| Fragmento extraído |
# to ball - we'll be balling again



## hellohola123

Hello all, how would you translate the following:

"After the fire comes the rain
After the pleasure there's pain
Even though we broke for the moment _*we'll be balling*_ again"

"Despues del fuego, viene la lluvia,
Despues del placer, viene el dolor,
Aunque estamos sin un duro, volveremos a *???*"

ideas?

gracias por su ayuda.


----------



## Idiomático

_To ball_, hablando de un hombre y una mujer, es tener relaciones sexuales.

_Even though we broke for the moment..._ es Aunque hemos roto por ahora...


----------



## hellohola123

se puede usar hemos roto por 'we broke' en cuanto del dinero?

y tambien, conoce a una palaba mas como callejero que 'tener relaciones sexuales'?, porque esta frase se encuentra en una tema de rap, y por eso, si yo usara una palabra menos formal, seria mejor.


----------



## laura0855

Hello, Could it be : balling de baile de salón o de etiqueta. Something like ¨Aunque rompimos o estamos separados , estamos bailando otra vez ?
Laura


----------



## zumac

hellohola123 said:


> Hello all, how would you translate the following:
> 
> "After the fire comes the rain
> After the pleasure there's pain
> Even though we broke for the moment _*we'll be balling*_ again"
> .....


Aunque paramos por el momento, estaremos follando otra vez.

Saludos.


----------



## hellohola123

en este caso, creo que 'balling' significa vivir la buena vida. es una de la definiciones de 'balling' en urbandictionary. hay un verbo que significa vivir la buena vida?

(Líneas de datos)

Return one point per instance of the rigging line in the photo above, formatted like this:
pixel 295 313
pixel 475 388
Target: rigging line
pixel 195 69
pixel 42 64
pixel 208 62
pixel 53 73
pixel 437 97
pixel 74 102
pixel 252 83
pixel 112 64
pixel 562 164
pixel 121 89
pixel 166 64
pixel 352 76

| Ejercicios |
A) En el hilo sobre cómo traducir «we'll be balling», ¿qué significa «to ball» hablando de un hombre y una mujer?
B) Extrae sin cambios del hilo sobre la traducción de «we'll be balling» el tramo que va desde «## Idiomático» hasta «roto por ahora...».
C) Escribe lo que viene a continuación en el hilo del foro sobre la traducción de «we'll be balling», a partir del punto donde termina.

| Respuestas |
A) Tener relaciones sexuales.

B)
## Idiomático

_To ball_, hablando de un hombre y una mujer, es tener relaciones sexuales.

_Even though we broke for the moment..._ es Aunque hemos roto por ahora...

C)
muchas gracias por todo su ayuda.


----------



## Richard Beevor

Vivir la buena vida - living it up, having a ball,  como en- the party was great, we had a ball! (had a great time) balling en AE es tener relaciones sexuales, no he usado balling para decir pasarlo bien pero podría ser...


----------



## hellohola123

hay una frase mas corta para decir 'vivir la buena vida'?

muchas gracias


----------



## MiguelAG1984

Yo hubiera puesto lo siguiente para que la rima tuviese más sentido a la hora de traducir:

"Despues del fuego, viene el chaparrón
Despues del placer, viene el dolor,
Aunque estamos sin un duro, volveremos a hacer el amor"

Sé que puede quedar un poco rebuscado con lo de "chaparrón", pero para que haya una "o" asonante al final, sería lo más próximo para hacer un juego de rima. 

Saludos,

MIGUELAG1984


----------



## Moritzchen

We broke: estamos en la bancarrota, no tenemos un centavo.
We´ll be balling again: seremos ricos otra vez (Urban Dict. Balling: to have money, to be rich)


----------



## MiguelAG1984

El verbo *"to ball"* significa "tener relaciones sexuales. De modo que, seguro que puede tener otra connotación de *"enriquecerse"*, pero en esta ocasión es más poético y sentimental como para mencionar el dinero, creo yo. 

(*verb: to have sex.)*
_'Myron was balling Rebecca when her rommate walked in on them.'_


También con las palabras de "fuego", "placer" ya nos dan pistas. Yo me inclino a estar de acuerdo con "zumac".


----------



## Moritzchen

MiguelAG1984 said:


> El verbo *"to ball"* significa "tener relaciones sexuales. De modo que, seguro que puede tener otra connotación de *"enriquecerse"*, pero en esta ocasión es más poético y sentimental como para mencionar el dinero, creo yo.
> 
> (*verb: to have sex.)*
> _'Myron was balling Rebecca when her rommate walked in on them.'_
> 
> 
> También con las palabras de "fuego", "placer" ya nos dan pistas. Yo me inclino a estar de acuerdo con "zumac".


 Decir "to ball" como para referirse a tener relaciones sexuales no tiene nada de poético y sentimental. Es un término vulgar, sin llegar al "to fuck".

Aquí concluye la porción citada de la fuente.